_AUFGABE A_:
Beantworte zum Artikel über Sicherheit nach den Terroranschlägen diese Fragen:
(i) Um wie viel Prozent ist die Aktie von Securitas an der Stockholmer Börse seit den Terrorakten gestiegen?
(ii) Welche Funktion hat Urban Brauer beim BHE?
(iii) Für welchen Verband spricht Martin Hildebrandt?

_DOKUMENTTEXT_:
=-=-=

Die Terroranschläge in den USA eine neue Diskussion über Sicherheit im täglichen Leben ausgelöst. Das Schutzbedürfnis steigt, die Beschäftigten von privaten Sicherheitsfirmen schieben Überstunden. »Es wird wahrscheinlich in nächster Zeit ein höheres Sicherheitsbedürfnis geben«, prognostiziert Martin Hildebrandt vom Bundesverband Deutscher Wach- und Sicherheitsunternehmen (BDWS). Die Aktie des Marktführers Securitas aus Schweden ist an der Stockholmer Börse seit den Terrorakten um mehr als zehn Prozent gestiegen.
Aufwind für die Branche
Auch die Hersteller von Sicherheitssystemen rechnen mit einer wieder auflebenden Diskussion darüber, wie viel Schutz nötig und möglich ist. Mit den Anwendern aus Politik und Wirtschaft müssten neue Wege erarbeitet werden, sagt Urban Brauer, Geschäftsführer des Bundesverbands der Hersteller- und Errichterfirmen von Sicherheitssystemen (BHE).

=-=-=

Datensätze mit Punktannotationen:
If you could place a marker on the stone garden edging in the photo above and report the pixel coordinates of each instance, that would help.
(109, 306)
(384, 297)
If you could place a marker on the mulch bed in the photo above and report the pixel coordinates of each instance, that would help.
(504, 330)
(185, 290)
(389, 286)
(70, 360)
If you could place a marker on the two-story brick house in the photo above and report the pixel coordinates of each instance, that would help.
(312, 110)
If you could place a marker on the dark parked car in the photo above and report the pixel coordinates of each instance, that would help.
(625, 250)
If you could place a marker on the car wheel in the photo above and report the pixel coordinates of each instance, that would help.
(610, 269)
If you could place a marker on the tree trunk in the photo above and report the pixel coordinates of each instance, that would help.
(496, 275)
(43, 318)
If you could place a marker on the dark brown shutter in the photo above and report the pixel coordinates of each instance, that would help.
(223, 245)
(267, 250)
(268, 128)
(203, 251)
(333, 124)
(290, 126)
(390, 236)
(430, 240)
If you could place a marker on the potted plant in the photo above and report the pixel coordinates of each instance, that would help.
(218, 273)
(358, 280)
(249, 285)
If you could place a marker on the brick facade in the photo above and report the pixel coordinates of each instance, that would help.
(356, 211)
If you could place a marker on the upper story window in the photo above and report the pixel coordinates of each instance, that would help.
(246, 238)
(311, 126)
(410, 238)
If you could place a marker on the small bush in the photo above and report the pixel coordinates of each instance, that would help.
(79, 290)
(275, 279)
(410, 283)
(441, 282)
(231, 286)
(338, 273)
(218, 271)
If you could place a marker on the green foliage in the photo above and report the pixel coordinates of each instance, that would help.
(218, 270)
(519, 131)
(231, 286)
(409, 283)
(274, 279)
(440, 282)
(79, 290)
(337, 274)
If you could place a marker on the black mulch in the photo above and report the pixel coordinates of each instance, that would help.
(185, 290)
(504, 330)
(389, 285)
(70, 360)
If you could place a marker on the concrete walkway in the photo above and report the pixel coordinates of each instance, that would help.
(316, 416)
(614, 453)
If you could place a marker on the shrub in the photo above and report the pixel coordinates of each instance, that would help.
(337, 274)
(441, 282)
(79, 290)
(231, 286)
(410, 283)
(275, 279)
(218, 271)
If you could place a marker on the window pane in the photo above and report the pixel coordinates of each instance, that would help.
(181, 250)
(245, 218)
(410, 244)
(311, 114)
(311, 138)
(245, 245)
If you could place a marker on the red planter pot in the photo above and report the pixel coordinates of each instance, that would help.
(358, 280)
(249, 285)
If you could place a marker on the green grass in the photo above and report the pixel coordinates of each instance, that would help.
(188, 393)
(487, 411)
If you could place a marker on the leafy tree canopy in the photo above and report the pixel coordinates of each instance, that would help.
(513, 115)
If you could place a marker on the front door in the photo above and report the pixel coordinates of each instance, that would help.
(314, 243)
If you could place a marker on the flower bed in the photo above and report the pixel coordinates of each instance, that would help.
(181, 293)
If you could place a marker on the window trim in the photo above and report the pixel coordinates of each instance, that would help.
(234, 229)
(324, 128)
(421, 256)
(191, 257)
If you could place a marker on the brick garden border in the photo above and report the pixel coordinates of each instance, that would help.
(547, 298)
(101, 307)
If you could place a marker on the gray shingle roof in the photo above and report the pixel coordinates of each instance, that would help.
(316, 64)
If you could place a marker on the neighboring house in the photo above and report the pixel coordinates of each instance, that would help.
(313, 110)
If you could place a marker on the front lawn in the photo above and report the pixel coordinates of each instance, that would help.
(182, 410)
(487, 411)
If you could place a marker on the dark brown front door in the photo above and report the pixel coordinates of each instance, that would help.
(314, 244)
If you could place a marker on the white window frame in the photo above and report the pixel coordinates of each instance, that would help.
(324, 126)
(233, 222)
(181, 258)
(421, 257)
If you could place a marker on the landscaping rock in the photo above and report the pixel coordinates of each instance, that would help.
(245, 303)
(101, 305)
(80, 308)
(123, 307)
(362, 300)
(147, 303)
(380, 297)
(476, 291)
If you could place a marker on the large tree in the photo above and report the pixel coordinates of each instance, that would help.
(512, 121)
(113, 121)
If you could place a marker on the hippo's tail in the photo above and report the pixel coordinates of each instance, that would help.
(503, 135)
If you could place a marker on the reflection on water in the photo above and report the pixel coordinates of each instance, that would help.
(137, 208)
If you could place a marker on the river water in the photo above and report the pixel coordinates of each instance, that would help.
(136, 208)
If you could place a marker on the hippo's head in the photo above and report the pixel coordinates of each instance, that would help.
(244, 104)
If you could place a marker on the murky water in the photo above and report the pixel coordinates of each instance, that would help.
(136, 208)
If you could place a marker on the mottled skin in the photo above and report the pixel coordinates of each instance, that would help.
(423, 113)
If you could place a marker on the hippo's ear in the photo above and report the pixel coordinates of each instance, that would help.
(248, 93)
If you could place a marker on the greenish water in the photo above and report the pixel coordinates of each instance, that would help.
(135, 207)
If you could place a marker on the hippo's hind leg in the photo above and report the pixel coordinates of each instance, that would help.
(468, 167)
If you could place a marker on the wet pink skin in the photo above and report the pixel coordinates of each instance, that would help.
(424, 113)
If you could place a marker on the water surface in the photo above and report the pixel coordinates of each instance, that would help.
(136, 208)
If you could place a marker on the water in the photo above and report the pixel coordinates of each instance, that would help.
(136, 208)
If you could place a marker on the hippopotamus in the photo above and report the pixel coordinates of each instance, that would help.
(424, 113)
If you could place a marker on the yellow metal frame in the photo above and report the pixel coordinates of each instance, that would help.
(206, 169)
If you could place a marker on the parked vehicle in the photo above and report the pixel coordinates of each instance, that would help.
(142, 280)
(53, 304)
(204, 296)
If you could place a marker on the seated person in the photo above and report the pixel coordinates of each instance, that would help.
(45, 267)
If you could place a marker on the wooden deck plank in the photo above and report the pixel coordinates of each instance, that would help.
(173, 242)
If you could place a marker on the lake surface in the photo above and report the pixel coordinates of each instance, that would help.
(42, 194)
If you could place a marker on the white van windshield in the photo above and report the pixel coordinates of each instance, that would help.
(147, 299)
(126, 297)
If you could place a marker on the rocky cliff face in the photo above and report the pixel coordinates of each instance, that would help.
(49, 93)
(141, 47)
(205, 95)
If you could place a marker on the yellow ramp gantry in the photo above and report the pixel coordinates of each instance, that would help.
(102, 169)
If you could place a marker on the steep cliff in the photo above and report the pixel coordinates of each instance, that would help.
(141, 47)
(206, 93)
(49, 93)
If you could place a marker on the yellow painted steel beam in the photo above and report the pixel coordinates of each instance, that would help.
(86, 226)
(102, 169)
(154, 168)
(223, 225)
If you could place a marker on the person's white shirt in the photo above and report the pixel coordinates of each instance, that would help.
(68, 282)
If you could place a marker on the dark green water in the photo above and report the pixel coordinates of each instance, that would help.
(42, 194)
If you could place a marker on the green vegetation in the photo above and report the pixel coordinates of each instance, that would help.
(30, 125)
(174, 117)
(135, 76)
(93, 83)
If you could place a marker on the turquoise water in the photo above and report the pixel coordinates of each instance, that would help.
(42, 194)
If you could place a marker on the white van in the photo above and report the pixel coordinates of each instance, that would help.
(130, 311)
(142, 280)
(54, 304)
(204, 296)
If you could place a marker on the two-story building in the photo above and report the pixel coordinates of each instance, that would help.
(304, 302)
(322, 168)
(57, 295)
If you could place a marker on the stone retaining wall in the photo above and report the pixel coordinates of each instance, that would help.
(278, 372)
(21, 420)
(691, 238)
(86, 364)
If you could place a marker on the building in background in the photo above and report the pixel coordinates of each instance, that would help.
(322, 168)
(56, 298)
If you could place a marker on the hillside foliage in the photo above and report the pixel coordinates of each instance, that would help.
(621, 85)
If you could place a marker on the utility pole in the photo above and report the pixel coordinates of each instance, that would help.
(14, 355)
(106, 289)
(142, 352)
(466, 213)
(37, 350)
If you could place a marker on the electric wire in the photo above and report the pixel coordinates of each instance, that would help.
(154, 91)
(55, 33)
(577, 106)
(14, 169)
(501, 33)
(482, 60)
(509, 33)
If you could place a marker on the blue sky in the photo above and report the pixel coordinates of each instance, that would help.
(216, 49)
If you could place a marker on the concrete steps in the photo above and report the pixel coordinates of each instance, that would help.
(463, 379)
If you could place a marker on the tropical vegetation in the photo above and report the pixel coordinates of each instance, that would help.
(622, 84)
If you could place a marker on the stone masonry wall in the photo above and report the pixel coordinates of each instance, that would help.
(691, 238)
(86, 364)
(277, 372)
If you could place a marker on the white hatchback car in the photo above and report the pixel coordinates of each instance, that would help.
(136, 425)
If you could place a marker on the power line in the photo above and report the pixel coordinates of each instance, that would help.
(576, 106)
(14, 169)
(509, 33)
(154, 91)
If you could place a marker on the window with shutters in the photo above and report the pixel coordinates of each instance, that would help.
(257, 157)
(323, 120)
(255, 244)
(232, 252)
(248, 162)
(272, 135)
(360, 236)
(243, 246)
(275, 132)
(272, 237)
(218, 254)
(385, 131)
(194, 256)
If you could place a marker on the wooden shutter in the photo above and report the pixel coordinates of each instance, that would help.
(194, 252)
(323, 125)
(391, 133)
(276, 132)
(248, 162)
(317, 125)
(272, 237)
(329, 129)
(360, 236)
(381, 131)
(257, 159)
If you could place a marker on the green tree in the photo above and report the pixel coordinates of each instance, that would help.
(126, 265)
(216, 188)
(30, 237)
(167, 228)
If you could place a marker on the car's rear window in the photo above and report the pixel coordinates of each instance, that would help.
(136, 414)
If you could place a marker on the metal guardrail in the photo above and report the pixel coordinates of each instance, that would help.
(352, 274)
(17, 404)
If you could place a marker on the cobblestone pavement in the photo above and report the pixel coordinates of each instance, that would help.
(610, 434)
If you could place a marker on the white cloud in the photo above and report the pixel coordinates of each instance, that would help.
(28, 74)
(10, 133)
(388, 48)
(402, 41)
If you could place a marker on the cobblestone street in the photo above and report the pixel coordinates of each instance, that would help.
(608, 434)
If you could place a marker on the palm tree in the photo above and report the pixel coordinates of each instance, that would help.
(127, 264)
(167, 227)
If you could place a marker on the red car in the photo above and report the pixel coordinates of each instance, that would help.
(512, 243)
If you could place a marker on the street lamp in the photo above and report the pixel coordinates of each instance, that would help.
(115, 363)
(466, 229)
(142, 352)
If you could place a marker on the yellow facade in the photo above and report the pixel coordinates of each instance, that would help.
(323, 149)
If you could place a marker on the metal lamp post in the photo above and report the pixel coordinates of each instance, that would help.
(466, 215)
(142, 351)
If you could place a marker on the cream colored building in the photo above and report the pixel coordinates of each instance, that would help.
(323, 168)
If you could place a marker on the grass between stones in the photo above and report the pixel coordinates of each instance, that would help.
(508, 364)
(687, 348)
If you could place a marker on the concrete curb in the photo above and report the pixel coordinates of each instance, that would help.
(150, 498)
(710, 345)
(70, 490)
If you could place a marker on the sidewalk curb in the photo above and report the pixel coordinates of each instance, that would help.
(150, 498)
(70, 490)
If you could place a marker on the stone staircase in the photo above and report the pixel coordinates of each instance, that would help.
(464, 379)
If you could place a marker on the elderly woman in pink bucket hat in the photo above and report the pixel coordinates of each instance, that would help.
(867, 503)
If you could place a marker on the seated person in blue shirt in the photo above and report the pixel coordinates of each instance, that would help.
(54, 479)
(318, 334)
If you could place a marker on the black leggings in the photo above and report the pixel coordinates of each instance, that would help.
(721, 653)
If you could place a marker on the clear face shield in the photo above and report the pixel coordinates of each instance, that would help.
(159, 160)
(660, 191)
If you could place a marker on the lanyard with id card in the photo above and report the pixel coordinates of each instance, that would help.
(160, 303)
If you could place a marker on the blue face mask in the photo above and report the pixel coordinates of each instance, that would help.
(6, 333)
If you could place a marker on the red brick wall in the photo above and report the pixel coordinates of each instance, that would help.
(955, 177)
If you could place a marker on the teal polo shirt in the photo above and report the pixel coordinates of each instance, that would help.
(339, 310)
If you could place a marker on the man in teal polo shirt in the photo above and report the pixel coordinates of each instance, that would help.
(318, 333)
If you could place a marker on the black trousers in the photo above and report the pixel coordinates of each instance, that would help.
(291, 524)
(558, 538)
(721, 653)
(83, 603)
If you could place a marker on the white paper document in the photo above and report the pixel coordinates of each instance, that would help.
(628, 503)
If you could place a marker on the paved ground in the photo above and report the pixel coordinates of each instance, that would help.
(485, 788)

=-=-=

_AUFGABE B_: Welche Zeilen der Einträge enthalten das Wort „frame“? Filtere jede solche Zeile heraus und gib sie vollständig wieder, wobei Groß- und Kleinschreibung zählt.

_LÖSUNG A_:
(i) Um mehr als zehn Prozent.
(ii) Er ist Geschäftsführer.
(iii) Für den Bundesverband Deutscher Wach- und Sicherheitsunternehmen (BDWS).

_LÖSUNG B_:
If you could place a marker on the white window frame in the photo above and report the pixel coordinates of each instance, that would help.
If you could place a marker on the yellow metal frame in the photo above and report the pixel coordinates of each instance, that would help.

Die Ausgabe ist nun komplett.